■ The problem
Update the records between the lines holding "of the <item>white" and "Target: <item>white snow pile</item>", inclusive, so that "even-odd rule" becomes "nonzero winding rule" with nothing else altered, and return only those lines.

■ Dataset content
-- Start --
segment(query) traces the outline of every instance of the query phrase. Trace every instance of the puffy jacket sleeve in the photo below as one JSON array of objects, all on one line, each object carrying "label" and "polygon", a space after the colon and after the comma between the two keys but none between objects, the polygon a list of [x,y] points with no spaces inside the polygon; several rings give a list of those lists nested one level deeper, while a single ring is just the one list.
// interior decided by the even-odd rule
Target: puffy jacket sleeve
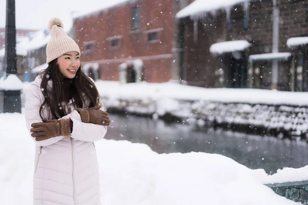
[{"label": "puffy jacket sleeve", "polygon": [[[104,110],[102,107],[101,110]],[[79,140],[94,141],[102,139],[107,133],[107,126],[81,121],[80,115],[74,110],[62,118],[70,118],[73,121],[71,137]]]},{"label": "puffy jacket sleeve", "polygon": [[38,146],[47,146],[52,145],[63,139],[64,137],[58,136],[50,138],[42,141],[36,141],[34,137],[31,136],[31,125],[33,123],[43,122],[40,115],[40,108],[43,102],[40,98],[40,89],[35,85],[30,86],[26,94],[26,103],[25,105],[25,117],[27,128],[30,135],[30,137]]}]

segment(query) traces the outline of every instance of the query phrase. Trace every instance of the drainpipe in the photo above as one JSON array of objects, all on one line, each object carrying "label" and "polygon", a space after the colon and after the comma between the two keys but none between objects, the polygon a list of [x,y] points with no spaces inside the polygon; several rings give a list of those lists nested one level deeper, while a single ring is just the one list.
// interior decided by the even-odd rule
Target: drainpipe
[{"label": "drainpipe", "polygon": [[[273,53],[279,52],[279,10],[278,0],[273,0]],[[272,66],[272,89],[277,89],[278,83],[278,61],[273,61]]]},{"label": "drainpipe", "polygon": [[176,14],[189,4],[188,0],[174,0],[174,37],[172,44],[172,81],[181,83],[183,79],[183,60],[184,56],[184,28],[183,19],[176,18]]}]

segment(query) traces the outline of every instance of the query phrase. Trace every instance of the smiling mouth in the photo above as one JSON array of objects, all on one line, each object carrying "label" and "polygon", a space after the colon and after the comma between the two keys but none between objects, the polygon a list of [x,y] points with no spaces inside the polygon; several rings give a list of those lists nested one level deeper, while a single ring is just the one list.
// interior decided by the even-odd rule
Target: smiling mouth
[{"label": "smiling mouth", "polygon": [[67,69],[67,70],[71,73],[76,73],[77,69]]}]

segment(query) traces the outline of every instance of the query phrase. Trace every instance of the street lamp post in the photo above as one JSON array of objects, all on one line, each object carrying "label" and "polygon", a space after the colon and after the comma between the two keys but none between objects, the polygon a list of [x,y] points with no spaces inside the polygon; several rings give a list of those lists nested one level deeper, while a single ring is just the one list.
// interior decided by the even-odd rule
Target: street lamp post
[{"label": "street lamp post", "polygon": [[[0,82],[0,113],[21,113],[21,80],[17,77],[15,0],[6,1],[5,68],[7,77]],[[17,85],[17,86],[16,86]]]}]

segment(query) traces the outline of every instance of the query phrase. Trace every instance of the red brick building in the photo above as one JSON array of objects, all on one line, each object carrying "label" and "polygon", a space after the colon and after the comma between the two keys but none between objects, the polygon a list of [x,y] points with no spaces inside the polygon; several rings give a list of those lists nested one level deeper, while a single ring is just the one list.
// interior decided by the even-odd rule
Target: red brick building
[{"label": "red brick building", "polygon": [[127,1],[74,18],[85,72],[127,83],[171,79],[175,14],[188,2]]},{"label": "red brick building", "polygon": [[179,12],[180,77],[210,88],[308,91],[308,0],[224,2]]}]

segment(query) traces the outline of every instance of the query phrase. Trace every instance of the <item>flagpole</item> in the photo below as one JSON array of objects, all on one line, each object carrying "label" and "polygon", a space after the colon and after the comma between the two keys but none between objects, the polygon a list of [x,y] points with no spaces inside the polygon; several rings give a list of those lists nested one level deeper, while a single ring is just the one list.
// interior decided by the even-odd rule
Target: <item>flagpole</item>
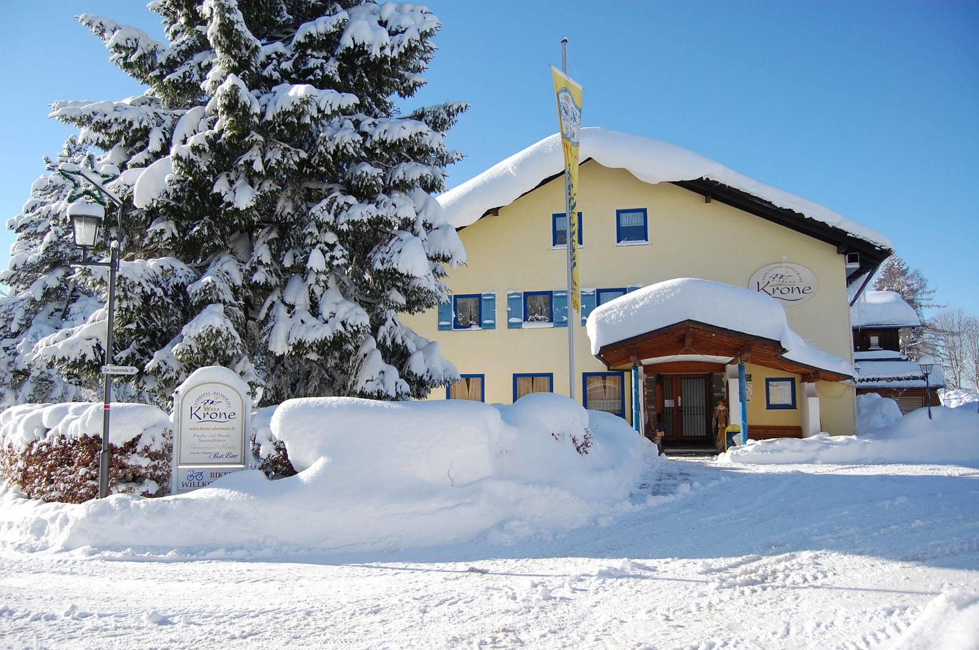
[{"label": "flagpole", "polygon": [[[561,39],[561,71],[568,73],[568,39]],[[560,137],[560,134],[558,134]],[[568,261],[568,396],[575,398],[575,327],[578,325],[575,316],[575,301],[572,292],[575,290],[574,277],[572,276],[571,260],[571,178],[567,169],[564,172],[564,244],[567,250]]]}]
-- End --
-- Start --
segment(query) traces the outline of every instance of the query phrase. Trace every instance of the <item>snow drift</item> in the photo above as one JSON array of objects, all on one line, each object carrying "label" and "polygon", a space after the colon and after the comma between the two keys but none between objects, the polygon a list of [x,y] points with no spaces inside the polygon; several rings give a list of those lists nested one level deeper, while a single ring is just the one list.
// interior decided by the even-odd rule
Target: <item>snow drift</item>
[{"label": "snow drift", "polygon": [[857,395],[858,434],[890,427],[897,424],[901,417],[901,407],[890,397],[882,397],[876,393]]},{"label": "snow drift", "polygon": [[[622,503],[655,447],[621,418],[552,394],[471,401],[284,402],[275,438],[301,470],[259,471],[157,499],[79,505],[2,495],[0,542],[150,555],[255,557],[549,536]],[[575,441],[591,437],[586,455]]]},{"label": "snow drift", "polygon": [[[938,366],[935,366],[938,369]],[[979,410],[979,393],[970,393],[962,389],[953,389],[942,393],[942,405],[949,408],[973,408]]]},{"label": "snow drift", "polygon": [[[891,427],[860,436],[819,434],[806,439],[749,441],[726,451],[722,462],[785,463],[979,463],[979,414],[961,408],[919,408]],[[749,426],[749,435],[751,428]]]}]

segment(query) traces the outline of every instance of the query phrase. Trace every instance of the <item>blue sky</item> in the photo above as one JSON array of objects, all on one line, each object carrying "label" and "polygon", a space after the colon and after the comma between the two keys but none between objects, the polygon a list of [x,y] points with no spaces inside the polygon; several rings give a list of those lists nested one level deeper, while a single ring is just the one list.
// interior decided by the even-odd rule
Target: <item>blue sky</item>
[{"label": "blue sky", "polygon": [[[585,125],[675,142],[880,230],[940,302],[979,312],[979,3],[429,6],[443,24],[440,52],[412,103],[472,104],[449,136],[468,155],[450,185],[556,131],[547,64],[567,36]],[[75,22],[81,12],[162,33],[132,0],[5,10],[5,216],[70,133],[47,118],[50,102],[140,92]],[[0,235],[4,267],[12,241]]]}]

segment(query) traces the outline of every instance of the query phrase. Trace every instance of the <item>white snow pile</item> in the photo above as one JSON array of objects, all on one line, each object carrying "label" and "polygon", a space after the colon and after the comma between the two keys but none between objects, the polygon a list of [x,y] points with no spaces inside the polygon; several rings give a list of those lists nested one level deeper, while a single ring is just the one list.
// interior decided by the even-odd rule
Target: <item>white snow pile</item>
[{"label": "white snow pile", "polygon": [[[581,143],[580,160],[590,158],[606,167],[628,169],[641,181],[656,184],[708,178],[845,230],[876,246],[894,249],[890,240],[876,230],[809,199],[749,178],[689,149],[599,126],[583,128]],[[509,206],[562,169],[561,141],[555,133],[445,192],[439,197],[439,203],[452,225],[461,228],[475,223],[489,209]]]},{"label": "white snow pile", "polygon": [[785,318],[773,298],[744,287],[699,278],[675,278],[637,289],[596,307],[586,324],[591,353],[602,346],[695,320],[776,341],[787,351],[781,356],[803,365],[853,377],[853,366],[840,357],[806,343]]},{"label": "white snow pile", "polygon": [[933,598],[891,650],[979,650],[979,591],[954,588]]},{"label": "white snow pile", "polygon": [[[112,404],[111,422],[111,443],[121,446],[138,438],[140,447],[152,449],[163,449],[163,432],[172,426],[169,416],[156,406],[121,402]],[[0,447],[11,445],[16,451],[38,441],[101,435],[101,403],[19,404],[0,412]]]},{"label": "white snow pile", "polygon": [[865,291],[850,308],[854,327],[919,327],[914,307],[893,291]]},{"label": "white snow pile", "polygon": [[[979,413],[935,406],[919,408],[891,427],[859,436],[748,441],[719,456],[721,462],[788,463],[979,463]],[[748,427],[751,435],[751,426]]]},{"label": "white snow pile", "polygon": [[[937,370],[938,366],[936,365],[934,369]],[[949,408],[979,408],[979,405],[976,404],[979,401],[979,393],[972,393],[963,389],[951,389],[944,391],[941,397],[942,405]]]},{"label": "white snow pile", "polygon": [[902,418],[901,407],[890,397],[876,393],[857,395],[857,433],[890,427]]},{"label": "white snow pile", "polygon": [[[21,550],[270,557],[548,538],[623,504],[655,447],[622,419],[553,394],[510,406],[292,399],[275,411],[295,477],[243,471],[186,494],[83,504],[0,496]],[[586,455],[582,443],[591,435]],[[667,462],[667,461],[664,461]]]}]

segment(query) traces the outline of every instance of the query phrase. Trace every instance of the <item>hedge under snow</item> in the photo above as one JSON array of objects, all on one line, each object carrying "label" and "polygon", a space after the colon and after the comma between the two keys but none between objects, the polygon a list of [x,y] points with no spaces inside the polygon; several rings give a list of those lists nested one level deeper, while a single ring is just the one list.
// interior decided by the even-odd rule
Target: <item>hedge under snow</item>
-- End --
■ Output for this exercise
segment(query) traces the outline of every instance of the query phrase. Trace every instance of the <item>white snow pile</item> in the photo above as one JSON array of objects, all on one line, each object carrying "label" and "polygon", a space after the colon and after the comma between the two keys but none between objects, the polygon a list of [x,y] points with no spaces inside the polygon; several rings give a list of those lists nested one level deeper, while a single ring is just the one list.
// interior decided by the nonzero winding rule
Target: <item>white snow pile</item>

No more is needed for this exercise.